**TRECHO DO TEXTO**

****************

Da Maria Filomena Mónica (MFM) lemos muito pouco. Lemos sobretudo as crónicas que publicou no Público. De cujo conteúdo não nos lembramos. Mas não esquecemos a rudeza e a insolência, a suprema insolência – quase patológica – com que trata todos quantos os sociólogos remetem para os segmentos sociais menos favorecidos economicamente.
Ao iniciarmos a leitura do Bilhete de Identidade admitimos que as Memórias (de 1943 a 1976) fossem um exercício catártico. A autora afirma que não. E nós concedemos-lhe o benefício da dúvida. Porque logo no primeiro parágrafo da Introdução faculta-nos uma possível chave: – “ (…) a minha mãe iria perder a memória a ponto de deixar de saber quem era ou de me reconhecer. Fiquei de tal forma atónita que não reagi logo. (…) era-me impossível imaginar como iria enfrentar aquela crise”.

****************

**INSTRUÇÕES DA TAREFA**
Cite, do texto sobre o Bilhete de Identidade de Maria Filomena Mónica, a parte que vai de "Da Maria Filomena" até "menos favorecidos economicamente.", inclusive.

****************

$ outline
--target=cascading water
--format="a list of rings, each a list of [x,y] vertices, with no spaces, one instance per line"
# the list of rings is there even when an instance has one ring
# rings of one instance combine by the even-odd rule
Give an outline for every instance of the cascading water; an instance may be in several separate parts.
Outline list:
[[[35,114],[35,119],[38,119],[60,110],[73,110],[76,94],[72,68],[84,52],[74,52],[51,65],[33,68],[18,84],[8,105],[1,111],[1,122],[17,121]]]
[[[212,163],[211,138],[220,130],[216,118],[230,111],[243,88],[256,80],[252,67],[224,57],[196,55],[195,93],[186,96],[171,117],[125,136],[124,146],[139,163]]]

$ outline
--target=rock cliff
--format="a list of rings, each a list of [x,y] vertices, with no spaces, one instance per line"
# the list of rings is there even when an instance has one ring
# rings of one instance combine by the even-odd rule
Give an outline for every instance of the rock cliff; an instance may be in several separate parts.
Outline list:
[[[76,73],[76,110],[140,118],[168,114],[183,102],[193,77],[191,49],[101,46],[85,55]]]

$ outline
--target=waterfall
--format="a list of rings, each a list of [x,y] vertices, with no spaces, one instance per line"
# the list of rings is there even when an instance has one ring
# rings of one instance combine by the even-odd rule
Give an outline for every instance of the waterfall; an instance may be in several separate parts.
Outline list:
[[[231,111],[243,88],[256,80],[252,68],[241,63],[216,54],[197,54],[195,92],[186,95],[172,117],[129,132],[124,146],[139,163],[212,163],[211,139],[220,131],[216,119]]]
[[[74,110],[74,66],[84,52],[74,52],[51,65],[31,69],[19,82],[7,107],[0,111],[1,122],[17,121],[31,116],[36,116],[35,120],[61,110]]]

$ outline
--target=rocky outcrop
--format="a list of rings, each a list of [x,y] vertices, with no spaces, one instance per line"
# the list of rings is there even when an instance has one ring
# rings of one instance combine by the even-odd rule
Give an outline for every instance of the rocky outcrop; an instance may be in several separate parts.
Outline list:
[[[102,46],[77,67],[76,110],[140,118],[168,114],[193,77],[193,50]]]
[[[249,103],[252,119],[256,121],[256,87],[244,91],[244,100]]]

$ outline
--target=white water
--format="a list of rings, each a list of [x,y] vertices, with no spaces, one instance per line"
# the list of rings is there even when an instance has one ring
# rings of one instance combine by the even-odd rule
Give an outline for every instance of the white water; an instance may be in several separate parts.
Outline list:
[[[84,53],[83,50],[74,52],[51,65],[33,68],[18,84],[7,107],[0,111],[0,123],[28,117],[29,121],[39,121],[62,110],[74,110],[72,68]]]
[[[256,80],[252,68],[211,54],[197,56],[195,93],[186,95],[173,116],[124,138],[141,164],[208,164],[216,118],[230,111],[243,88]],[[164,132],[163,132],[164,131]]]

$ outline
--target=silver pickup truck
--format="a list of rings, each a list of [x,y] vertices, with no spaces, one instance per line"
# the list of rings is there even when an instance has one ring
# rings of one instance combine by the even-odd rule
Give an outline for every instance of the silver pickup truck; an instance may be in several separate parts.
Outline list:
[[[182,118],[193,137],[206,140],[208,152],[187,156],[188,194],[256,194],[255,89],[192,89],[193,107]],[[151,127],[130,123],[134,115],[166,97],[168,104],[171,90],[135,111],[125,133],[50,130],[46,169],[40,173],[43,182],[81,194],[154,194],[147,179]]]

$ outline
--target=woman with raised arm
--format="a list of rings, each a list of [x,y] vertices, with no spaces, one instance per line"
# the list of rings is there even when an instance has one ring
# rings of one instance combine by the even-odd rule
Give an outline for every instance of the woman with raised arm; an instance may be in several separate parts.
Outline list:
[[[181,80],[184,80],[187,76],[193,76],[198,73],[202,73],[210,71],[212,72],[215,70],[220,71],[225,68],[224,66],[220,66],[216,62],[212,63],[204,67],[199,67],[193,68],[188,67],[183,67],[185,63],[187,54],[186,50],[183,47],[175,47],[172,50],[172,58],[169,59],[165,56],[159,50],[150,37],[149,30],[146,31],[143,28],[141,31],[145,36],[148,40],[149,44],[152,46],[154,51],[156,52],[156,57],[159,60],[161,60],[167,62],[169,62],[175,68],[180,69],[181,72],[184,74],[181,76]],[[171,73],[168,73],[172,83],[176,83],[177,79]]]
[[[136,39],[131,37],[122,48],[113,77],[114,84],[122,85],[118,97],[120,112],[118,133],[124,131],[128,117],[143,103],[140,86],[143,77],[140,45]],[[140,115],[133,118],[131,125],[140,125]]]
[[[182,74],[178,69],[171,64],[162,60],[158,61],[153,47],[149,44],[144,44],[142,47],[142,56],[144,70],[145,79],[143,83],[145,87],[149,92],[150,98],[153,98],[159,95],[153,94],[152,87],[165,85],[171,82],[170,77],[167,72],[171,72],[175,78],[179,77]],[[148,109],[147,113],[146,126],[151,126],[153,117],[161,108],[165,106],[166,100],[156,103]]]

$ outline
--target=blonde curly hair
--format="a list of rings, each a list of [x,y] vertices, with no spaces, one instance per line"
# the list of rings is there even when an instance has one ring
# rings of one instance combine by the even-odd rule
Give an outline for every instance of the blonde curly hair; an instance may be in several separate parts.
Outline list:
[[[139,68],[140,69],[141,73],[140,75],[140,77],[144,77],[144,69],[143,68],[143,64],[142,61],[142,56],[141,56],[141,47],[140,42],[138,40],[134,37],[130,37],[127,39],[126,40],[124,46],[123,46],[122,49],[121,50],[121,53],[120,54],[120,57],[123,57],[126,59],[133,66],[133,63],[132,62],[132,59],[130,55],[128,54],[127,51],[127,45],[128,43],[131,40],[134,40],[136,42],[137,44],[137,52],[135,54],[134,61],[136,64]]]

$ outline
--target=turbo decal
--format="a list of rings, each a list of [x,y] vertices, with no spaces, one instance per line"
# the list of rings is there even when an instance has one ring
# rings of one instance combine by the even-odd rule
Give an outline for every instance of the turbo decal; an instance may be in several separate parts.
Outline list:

****************

**RESPOSTA DO EXERCÍCIO**
Da Maria Filomena Mónica (MFM) lemos muito pouco. Lemos sobretudo as crónicas que publicou no Público. De cujo conteúdo não nos lembramos. Mas não esquecemos a rudeza e a insolência, a suprema insolência – quase patológica – com que trata todos quantos os sociólogos remetem para os segmentos sociais menos favorecidos economicamente.